TASK DESCRIPTION:
Find each line in the records below that contains the word "ceiling", and copy it out.

DATA SECTION:

_ _ _ _

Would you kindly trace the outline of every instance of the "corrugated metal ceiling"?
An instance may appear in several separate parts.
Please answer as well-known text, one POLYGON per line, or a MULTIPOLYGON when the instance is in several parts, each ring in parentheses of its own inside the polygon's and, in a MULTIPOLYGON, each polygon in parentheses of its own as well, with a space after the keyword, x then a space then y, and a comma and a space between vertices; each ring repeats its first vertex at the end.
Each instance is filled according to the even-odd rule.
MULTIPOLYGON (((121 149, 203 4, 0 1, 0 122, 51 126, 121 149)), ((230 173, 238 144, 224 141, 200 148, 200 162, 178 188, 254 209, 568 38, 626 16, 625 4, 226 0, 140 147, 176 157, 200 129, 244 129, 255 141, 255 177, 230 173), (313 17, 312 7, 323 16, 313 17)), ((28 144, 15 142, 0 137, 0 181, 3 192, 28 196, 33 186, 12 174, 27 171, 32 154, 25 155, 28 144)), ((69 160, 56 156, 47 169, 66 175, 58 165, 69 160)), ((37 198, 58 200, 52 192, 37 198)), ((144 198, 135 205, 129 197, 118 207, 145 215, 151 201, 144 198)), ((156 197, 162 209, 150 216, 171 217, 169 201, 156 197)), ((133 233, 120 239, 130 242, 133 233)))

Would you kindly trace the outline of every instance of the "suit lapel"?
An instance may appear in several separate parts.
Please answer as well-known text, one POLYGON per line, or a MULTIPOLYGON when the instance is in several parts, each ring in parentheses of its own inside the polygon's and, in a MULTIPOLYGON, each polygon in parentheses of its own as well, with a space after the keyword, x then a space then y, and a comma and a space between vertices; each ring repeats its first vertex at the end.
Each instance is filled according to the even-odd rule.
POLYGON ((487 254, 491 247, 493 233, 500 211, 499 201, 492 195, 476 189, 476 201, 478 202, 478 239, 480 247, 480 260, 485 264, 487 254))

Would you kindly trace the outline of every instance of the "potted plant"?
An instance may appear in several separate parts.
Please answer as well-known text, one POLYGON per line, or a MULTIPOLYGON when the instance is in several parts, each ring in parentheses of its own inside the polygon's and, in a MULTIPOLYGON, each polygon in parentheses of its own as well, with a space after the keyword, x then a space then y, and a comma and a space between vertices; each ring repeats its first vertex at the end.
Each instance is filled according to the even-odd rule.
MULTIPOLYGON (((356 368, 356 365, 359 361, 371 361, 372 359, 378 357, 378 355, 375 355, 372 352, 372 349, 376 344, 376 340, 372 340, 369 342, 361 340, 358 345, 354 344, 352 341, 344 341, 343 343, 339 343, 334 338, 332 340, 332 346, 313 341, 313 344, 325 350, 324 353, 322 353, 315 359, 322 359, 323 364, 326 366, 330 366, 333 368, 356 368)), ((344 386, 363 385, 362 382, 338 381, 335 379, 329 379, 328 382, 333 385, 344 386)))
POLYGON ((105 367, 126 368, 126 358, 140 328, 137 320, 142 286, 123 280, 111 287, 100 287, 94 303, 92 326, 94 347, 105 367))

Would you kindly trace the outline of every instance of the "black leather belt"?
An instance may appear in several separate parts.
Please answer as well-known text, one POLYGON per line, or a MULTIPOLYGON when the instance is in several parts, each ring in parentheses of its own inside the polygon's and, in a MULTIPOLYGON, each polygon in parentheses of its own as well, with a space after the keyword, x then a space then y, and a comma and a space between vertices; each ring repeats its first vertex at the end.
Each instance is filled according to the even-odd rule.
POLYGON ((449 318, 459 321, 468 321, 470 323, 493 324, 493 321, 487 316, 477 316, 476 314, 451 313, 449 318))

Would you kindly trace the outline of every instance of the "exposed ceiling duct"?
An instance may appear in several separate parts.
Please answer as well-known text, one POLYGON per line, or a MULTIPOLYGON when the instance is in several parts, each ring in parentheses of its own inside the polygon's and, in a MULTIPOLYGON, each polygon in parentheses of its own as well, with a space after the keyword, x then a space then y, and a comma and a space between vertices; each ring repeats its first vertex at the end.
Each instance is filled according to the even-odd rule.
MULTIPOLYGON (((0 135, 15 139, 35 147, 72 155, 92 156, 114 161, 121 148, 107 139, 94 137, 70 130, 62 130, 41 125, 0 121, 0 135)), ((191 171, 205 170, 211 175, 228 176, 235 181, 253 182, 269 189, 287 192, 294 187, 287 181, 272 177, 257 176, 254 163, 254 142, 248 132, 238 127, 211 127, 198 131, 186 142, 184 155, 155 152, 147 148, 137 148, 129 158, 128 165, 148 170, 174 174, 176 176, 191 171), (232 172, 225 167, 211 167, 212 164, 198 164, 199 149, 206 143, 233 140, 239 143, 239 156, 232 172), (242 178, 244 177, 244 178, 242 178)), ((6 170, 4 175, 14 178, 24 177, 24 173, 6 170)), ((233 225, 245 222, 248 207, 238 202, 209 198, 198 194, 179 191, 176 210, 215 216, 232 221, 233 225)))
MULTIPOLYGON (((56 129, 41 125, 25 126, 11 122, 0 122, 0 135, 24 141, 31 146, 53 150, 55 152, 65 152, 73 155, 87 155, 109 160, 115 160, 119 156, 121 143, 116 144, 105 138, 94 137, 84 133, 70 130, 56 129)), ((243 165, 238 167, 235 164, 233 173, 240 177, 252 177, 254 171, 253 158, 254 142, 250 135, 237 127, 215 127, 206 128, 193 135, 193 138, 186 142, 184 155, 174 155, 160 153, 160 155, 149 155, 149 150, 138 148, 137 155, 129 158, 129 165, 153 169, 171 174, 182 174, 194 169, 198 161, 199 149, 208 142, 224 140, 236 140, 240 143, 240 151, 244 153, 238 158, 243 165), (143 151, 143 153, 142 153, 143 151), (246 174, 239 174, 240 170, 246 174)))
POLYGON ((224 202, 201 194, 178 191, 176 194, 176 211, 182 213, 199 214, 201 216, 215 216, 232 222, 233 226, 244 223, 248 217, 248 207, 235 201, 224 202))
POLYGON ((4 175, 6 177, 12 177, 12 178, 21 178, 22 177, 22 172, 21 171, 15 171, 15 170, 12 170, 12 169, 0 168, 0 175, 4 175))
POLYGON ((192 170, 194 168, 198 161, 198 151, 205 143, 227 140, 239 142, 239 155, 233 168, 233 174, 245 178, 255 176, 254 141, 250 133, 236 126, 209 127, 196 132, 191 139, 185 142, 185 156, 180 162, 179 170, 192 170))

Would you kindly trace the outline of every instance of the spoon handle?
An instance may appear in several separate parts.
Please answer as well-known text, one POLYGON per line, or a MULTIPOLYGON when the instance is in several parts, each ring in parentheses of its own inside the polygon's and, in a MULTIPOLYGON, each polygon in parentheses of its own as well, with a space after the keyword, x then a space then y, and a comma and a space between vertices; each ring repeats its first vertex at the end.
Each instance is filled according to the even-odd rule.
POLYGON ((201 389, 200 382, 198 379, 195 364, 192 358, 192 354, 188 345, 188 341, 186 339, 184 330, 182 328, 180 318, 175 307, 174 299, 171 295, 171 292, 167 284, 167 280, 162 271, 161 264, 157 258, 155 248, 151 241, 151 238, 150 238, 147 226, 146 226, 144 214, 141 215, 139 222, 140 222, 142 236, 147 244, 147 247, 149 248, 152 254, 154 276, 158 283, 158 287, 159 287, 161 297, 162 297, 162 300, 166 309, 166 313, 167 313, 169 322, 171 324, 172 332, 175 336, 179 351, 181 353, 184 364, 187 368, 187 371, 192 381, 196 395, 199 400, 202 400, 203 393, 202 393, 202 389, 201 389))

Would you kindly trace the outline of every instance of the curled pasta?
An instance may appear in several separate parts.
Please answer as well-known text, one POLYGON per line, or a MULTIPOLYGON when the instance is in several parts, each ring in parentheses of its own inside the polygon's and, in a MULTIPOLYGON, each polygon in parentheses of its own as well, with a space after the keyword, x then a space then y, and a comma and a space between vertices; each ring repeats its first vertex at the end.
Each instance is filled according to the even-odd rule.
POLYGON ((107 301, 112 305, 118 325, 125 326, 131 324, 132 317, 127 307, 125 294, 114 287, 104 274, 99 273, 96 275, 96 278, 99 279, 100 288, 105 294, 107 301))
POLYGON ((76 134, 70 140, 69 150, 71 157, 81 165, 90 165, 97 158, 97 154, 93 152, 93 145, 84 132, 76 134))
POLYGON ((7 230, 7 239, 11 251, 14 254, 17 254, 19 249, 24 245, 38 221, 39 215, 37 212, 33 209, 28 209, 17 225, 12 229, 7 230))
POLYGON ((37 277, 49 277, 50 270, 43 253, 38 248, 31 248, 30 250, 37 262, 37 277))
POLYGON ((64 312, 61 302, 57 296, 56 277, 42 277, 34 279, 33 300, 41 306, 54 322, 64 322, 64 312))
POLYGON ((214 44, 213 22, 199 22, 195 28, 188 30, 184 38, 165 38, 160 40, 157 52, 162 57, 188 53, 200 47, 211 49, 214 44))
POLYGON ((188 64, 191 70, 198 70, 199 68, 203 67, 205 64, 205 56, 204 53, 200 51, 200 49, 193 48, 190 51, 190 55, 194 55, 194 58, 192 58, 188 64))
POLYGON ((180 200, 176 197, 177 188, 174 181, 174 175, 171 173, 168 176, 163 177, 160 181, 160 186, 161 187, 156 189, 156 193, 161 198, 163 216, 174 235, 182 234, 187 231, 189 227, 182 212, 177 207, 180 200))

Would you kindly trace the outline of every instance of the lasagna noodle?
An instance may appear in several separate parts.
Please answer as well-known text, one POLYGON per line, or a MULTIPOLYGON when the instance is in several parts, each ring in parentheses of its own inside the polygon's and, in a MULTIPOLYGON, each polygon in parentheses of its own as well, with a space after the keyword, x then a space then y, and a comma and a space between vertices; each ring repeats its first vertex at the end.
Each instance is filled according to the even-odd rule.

_ _ _ _

RESPONSE FOR THIS EXERCISE:
Would you kindly trace the outline of every instance of the "corrugated metal ceiling"?
Would you kindly trace the outline of every instance of the "exposed ceiling duct"?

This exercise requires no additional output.